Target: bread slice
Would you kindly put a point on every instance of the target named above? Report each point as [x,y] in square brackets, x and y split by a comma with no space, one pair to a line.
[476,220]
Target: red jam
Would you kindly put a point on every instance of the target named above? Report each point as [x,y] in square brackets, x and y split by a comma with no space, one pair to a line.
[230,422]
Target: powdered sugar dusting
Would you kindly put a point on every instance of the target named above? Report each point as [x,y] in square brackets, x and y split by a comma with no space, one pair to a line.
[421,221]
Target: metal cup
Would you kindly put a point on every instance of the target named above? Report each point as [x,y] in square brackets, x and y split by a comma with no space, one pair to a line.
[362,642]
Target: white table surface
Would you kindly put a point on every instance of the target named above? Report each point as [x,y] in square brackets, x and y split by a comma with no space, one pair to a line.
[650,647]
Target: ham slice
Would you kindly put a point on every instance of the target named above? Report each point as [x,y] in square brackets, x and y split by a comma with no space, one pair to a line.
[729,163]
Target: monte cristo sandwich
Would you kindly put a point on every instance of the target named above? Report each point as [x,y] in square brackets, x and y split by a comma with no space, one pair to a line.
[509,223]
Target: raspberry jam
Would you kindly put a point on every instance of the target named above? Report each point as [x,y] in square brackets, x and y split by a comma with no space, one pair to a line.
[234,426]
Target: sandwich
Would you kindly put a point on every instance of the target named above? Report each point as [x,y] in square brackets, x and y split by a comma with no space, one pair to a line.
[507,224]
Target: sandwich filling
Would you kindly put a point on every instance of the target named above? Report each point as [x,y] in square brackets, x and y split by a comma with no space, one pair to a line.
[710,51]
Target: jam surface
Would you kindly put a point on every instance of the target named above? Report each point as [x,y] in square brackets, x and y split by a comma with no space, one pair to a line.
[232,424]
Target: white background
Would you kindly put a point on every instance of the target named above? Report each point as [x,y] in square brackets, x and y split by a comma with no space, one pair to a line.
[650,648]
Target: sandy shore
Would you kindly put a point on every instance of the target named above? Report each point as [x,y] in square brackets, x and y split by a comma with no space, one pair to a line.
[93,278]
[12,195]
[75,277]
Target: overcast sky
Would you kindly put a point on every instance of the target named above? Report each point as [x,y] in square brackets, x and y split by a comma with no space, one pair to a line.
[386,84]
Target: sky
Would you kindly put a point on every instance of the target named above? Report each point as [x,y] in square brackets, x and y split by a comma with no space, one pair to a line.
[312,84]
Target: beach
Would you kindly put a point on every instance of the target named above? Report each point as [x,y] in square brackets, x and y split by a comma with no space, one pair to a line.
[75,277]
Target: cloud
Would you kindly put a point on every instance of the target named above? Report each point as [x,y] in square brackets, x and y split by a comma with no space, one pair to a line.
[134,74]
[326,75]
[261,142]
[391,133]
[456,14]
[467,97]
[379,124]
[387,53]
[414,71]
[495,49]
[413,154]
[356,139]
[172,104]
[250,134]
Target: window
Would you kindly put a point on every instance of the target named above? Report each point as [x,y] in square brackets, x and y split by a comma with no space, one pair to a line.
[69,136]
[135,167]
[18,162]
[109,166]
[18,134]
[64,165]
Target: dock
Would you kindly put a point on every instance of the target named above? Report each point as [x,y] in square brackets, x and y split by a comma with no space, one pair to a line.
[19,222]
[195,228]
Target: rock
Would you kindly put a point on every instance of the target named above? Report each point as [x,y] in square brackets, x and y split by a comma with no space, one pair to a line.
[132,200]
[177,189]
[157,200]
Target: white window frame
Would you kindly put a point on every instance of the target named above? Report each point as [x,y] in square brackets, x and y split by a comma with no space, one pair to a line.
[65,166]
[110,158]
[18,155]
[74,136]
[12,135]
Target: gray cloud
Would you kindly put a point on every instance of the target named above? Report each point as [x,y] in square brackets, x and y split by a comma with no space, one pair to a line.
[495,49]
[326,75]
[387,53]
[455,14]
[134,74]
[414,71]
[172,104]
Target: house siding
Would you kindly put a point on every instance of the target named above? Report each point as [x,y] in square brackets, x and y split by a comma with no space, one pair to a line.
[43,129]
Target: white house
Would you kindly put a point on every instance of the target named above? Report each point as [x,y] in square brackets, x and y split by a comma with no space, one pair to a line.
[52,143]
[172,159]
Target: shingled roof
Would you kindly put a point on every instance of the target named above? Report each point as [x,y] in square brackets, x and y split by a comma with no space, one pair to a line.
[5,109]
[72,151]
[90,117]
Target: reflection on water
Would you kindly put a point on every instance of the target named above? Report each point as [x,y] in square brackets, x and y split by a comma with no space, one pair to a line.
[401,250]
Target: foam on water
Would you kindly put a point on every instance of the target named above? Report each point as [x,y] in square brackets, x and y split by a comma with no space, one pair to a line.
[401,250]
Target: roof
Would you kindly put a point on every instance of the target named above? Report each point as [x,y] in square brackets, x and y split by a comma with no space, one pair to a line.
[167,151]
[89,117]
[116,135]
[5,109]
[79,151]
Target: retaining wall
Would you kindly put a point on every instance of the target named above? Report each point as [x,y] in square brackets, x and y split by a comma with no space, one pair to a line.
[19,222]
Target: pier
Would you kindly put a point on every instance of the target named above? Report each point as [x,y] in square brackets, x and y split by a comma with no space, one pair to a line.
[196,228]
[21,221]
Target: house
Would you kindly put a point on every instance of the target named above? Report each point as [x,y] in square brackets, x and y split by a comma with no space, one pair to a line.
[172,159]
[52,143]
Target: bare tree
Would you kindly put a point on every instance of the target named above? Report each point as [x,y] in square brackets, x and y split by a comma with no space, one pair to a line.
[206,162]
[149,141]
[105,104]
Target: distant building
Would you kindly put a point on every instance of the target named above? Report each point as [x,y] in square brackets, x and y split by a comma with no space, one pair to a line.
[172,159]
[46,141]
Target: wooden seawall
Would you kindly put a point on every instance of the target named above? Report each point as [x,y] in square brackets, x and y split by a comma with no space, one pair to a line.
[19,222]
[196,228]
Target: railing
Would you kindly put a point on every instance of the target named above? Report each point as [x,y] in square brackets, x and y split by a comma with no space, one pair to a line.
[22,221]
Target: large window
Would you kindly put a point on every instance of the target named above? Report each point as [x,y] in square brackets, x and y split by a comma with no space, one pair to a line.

════════

TASK DIRECTIONS:
All of the material must be given again, exactly as it appears above.

WRITTEN SOLUTION:
Target: bread slice
Would you kindly put a point on every instance of the target named above? Report each point as [x,y] in square brackets, x and y split by a comma with no space, one pair to a line.
[476,220]
Target: red jam
Would you kindly put a point on every instance of the target named above? Report each point as [x,y] in square brackets, x and y split by a comma with no space, one pair to a line.
[230,422]
Target: powdered sugar dusting
Would you kindly put a point on every instance of the target named above? Report each point as [x,y] in square brackets, x and y split by a comma with no space, one pair to a line.
[421,221]
Target: metal cup
Would you kindly put a point on every instance of the target named above? Report each point as [x,y] in square brackets, x and y split by a comma with no space, one pair to a line.
[362,642]
Target: white table surface
Would you kindly put a point on every instance of the target named above? Report each point as [x,y] in square brackets, x and y split by a comma with no space, one pair to a line.
[650,647]
Target: ham slice
Would you kindly put a point on every instance of the target named above? Report each point as [x,y] in square brackets, x and y split by a comma with no space, one pair to a line.
[729,163]
Target: monte cristo sandwich
Would you kindly put a point on every instance of the target named above? Report each point as [x,y] in square brackets, x and y split by a comma with no space, one pair to a line.
[509,223]
Target: raspberry jam
Would you kindly put a point on every instance of the target named above? Report each point as [x,y] in square brackets, x and y split by a comma with no space, one pair to a line.
[234,426]
Target: sandwich
Would you kindly put a point on every instance of the target named above? Report each point as [x,y] in square brackets, x and y split by a comma with no space, one pair to a line.
[507,224]
Target: sandwich filling
Would you kindly put a point on every instance of the target named above? Report each point as [x,y] in square brackets, x and y split by a comma with no space, one pair to a line.
[710,51]
Target: jam surface
Would you kindly put a point on every instance of the target named above? Report each point as [x,y] in square brackets, x and y split by a comma with no space, one pair to a line.
[232,424]
Target: white background
Would you kindly put a point on every instance of the target named above? Report each point as [x,y] in square brackets, x and y split by a comma with no space, one pair to a line.
[650,648]
Target: sandy shore
Would you kindly put a point on every instance of the target named above? Report each point as [x,y] in square brackets, x and y split by a comma with no space, one pair to a line.
[93,278]
[12,195]
[75,277]
Target: overcast sky
Would you kindly put a point on every instance of the target named above? Report each point as [x,y] in square brackets, x and y split by a comma with no space, one pair to a line.
[386,84]
Target: sky
Would you kindly put a point on every instance of the target named above? Report each point as [x,y] in square brackets, x and y split by a comma with no space, one pair to a line.
[312,84]
Target: beach
Would you kindly put a point on every instance of the target named above? Report each point as [x,y] in square brackets, x and y split by a comma with no space, one pair to a line.
[75,277]
Target: cloud
Would you kindly put a point on every instance of the target named above? Report each point as [x,y] in square brackets, x and y split by a comma with no space, one pair to a line.
[134,74]
[326,75]
[261,142]
[391,133]
[456,14]
[467,97]
[379,124]
[387,53]
[414,71]
[495,49]
[413,154]
[356,139]
[172,104]
[250,134]
Target: window
Would you kindly put a point on every instance of the target named above? Report each point as [x,y] in square brackets, x and y split by a comma with no space, one pair to a line.
[69,136]
[135,167]
[18,162]
[109,166]
[18,134]
[64,165]
Target: dock
Would you kindly put a point on every instance of the target named above? Report each point as [x,y] in square brackets, x and y split by a comma with no space, one pair to a line.
[19,222]
[195,228]
Target: rock
Would you kindly put a point on every instance of the target named above? Report each point as [x,y] in square brackets, x and y split by a comma with no space, one pair to a line.
[132,200]
[177,189]
[157,200]
Target: white window frame
Would you kindly put a point on every instance of the target named above? Report each point as [x,y] in square brackets, x and y split by a comma with no space, one pair to a line.
[65,166]
[110,158]
[18,155]
[74,136]
[12,135]
Target: gray cloud
Would you kindly put a point on every instance of the target named above? Report each point as [x,y] in square brackets, x and y split by a comma with no space, one pair to a line.
[495,49]
[326,75]
[387,53]
[455,14]
[134,74]
[414,71]
[172,104]
Target: house siding
Would you kindly put a point on every instance of the target named above? Report each point as [x,y] in square brackets, x and y split by a comma with no space, one pair to a line.
[43,129]
Target: white house
Would you kindly put a point on every instance of the target named above? Report each point as [x,y] in square brackets, x and y split by a comma with no space, one pair to a line.
[52,143]
[172,159]
Target: shingled roof
Would you kindly put a point on every instance of the target named above? Report each point as [x,y] in square brackets, x and y split by a comma with no space, one pair to a line.
[5,109]
[72,151]
[90,117]
Target: reflection on water
Would you kindly put a point on every instance of the target named above? Report each point as [x,y] in square brackets, x and y split by a comma with no space, one pair to a line.
[401,250]
Target: foam on water
Would you kindly put a point on every instance of the target named above? Report each point as [x,y] in square brackets, x and y split by a comma with no space, one pair to a line.
[401,250]
Target: roof
Would you kindly put a point on every instance of the target named above? Report each point as [x,y] in square brackets, x and y split by a comma with no space, one pair to a line.
[167,151]
[89,117]
[116,135]
[5,109]
[79,151]
Target: retaining wall
Would you kindly put a point on every instance of the target named above? Report each point as [x,y] in square brackets, x and y split by a comma with no space, one pair to a line.
[19,222]
Target: pier
Would you kindly put a point on every instance of the target named above? Report each point as [x,y] in square brackets, x and y split by a comma with no space, one pair to a line.
[196,228]
[21,221]
Target: house
Would you kindly put a point on every instance of the target named above? Report each point as [x,y] in square brackets, x and y split by a comma with no space, one pair to a line.
[172,159]
[52,143]
Target: bare tree
Would you kindly put a point on every instance of the target named above? Report each point as [x,y] in square brackets, x and y split by a comma with no space, one pair to a line.
[206,162]
[149,141]
[105,104]
Target: distant building
Would you kindly put a point on every instance of the target named above? Report each point as [x,y] in square brackets, x and y split by a comma with no space, one pair to a line.
[172,159]
[46,141]
Target: wooden seawall
Would you kindly put a point on every instance of the target named above? Report each point as [x,y] in square brackets, x and y split by a comma with no space, one pair to a line.
[19,222]
[196,228]
Target: railing
Would you kindly put a point on every instance of the target named above? Report each point as [x,y] in square brackets, x and y split by a comma with no space, one pair to a line.
[22,221]
Target: large window
Would you kindly put a point on every instance of the target named above? Report each point as [x,y] in square brackets, x and y split by a comma with no space, one pair to a line.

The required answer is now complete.